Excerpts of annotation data
<<<<
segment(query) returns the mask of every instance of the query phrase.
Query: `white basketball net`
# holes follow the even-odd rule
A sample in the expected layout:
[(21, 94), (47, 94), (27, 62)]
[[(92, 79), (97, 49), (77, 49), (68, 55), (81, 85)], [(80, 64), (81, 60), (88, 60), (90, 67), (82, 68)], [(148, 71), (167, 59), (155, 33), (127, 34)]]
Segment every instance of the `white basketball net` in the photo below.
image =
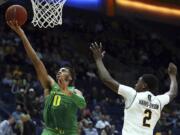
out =
[(62, 9), (67, 0), (31, 0), (32, 24), (40, 28), (62, 25)]

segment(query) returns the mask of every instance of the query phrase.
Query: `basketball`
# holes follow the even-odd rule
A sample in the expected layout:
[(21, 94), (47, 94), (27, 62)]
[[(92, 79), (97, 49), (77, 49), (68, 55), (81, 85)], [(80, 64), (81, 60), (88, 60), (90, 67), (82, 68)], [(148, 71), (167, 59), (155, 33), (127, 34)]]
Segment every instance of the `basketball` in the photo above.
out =
[(6, 21), (17, 20), (18, 25), (23, 25), (27, 20), (27, 11), (21, 5), (12, 5), (6, 10)]

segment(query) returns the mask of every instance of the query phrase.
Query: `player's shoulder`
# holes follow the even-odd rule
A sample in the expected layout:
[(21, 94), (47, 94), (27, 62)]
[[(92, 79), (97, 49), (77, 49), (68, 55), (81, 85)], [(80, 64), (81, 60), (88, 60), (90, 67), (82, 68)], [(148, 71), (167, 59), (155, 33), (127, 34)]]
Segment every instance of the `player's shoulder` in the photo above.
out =
[(83, 95), (82, 92), (81, 92), (79, 89), (76, 89), (76, 88), (75, 88), (75, 89), (74, 89), (74, 92), (75, 92), (76, 94), (78, 94), (78, 95)]

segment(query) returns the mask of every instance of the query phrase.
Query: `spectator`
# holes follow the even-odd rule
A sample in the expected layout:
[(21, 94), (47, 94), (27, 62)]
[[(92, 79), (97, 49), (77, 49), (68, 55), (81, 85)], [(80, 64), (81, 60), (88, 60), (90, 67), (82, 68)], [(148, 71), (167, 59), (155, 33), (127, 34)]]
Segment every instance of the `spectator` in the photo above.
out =
[(96, 127), (97, 129), (102, 130), (102, 129), (104, 129), (107, 125), (110, 126), (109, 122), (106, 120), (106, 116), (105, 116), (104, 114), (102, 114), (100, 120), (97, 121), (95, 127)]
[(12, 130), (12, 125), (15, 119), (10, 116), (8, 120), (4, 120), (0, 123), (0, 135), (15, 135)]

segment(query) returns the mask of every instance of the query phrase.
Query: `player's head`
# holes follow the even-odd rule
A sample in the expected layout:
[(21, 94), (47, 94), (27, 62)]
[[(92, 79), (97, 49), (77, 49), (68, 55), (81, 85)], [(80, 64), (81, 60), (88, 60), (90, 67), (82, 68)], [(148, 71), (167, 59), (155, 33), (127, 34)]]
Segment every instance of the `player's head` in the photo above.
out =
[(154, 91), (158, 90), (158, 79), (152, 74), (144, 74), (135, 85), (137, 91)]
[(56, 75), (58, 83), (62, 75), (65, 76), (65, 81), (69, 82), (69, 85), (74, 84), (75, 72), (73, 68), (68, 67), (68, 66), (61, 67)]

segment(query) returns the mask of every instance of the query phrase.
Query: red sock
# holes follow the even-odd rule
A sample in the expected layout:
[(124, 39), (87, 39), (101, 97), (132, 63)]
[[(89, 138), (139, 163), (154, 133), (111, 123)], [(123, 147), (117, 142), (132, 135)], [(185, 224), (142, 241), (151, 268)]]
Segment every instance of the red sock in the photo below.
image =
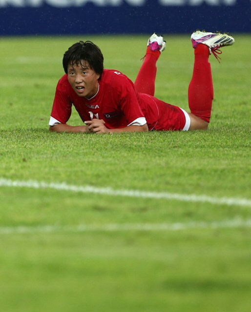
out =
[(157, 74), (156, 62), (160, 55), (159, 51), (152, 51), (148, 46), (144, 62), (134, 85), (138, 92), (154, 96)]
[(194, 49), (194, 66), (188, 88), (188, 103), (191, 113), (207, 122), (210, 121), (213, 99), (209, 48), (198, 44)]

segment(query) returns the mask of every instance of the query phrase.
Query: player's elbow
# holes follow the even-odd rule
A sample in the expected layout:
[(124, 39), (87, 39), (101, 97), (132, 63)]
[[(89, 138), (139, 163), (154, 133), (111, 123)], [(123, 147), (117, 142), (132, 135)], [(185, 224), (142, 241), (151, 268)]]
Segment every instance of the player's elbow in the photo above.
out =
[(59, 125), (54, 125), (54, 126), (50, 126), (49, 131), (50, 132), (62, 132), (62, 130), (61, 129), (60, 126), (58, 127)]

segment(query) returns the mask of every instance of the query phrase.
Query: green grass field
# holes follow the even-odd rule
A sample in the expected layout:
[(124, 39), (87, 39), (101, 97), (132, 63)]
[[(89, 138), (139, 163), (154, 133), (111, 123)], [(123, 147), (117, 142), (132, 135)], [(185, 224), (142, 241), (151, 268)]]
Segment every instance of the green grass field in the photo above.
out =
[[(166, 38), (156, 95), (188, 110), (189, 35)], [(63, 55), (91, 39), (134, 80), (147, 36), (0, 39), (1, 311), (249, 312), (251, 37), (235, 38), (210, 58), (208, 131), (103, 136), (49, 132)]]

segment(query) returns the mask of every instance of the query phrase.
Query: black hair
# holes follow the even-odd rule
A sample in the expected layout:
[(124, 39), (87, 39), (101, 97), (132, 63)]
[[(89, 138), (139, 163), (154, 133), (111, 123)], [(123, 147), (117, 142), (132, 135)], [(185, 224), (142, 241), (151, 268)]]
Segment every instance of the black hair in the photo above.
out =
[(101, 50), (91, 41), (80, 41), (69, 48), (63, 55), (63, 64), (65, 74), (69, 65), (81, 65), (84, 61), (100, 76), (104, 71), (104, 57)]

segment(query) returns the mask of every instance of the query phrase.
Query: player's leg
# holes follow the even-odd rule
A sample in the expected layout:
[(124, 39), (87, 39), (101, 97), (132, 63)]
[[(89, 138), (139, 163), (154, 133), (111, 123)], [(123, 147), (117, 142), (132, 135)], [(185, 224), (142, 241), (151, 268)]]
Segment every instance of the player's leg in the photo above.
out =
[(213, 99), (213, 86), (211, 66), (209, 61), (211, 53), (219, 60), (219, 48), (231, 45), (232, 37), (226, 34), (214, 34), (197, 31), (191, 39), (194, 48), (194, 65), (188, 88), (188, 103), (191, 114), (190, 130), (206, 129), (211, 117)]
[(148, 39), (144, 62), (134, 83), (139, 92), (154, 95), (156, 63), (161, 52), (165, 48), (166, 41), (162, 36), (159, 36), (154, 33)]

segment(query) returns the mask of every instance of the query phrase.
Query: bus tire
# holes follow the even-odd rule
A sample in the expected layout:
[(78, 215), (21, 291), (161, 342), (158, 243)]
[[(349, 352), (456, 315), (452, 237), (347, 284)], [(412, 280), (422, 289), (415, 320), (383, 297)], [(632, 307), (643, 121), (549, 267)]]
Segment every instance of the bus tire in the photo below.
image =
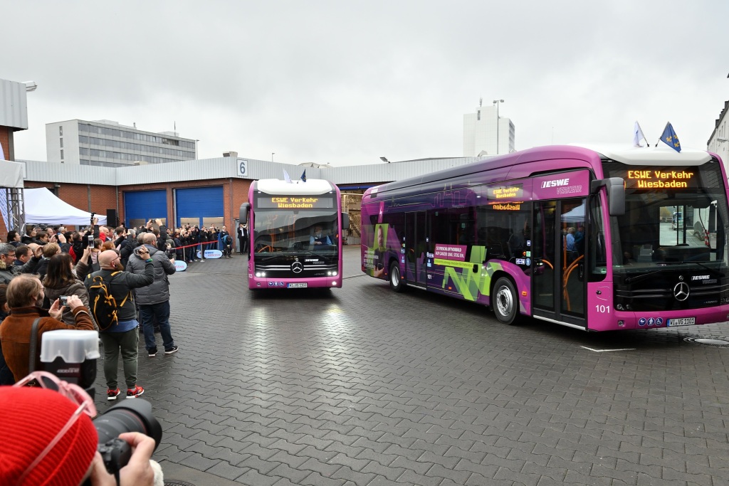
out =
[(390, 264), (390, 288), (396, 292), (402, 292), (405, 289), (400, 277), (400, 266), (397, 264), (397, 262)]
[(511, 326), (519, 315), (519, 300), (516, 288), (510, 278), (501, 277), (494, 286), (491, 308), (499, 322)]

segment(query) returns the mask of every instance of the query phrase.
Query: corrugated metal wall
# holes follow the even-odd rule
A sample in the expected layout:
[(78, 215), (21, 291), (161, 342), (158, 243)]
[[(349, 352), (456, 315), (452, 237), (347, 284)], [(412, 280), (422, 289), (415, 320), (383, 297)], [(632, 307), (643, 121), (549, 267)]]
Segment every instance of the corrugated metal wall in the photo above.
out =
[[(24, 161), (26, 179), (42, 182), (67, 182), (109, 186), (128, 186), (203, 181), (219, 179), (284, 179), (286, 171), (292, 179), (298, 179), (306, 171), (307, 179), (324, 179), (335, 184), (373, 184), (399, 181), (422, 176), (436, 171), (463, 165), (481, 160), (480, 157), (428, 159), (371, 165), (316, 168), (282, 164), (244, 157), (222, 157), (200, 160), (184, 160), (165, 164), (149, 164), (133, 167), (105, 168), (74, 165), (35, 160)], [(239, 165), (244, 162), (246, 176), (238, 175)]]
[(0, 125), (28, 130), (26, 83), (0, 79)]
>>>>
# Goal
Please express the data, from its start up to and including the line with "28), (62, 25)]", as a JSON list of strings with one string per line and no blank lines. Leave the pictures out of your answer.

# Result below
[
  "segment(query) returns the mask of every instance of the query phrase.",
  "Query: `white basketball net`",
  "# holes follow the even-odd rule",
  "A sample in the expected layout:",
  "[(21, 94), (47, 94), (27, 62)]",
  "[[(92, 79), (97, 49), (77, 49), (68, 55), (81, 85)], [(80, 64), (81, 60), (88, 60), (90, 67), (82, 68)], [(148, 71), (167, 59), (155, 33), (127, 34)]]",
  "Segment every instance of the `white basketball net` in the photo below.",
  "image =",
  "out =",
  "[(62, 9), (67, 0), (31, 0), (32, 24), (40, 28), (62, 25)]"
]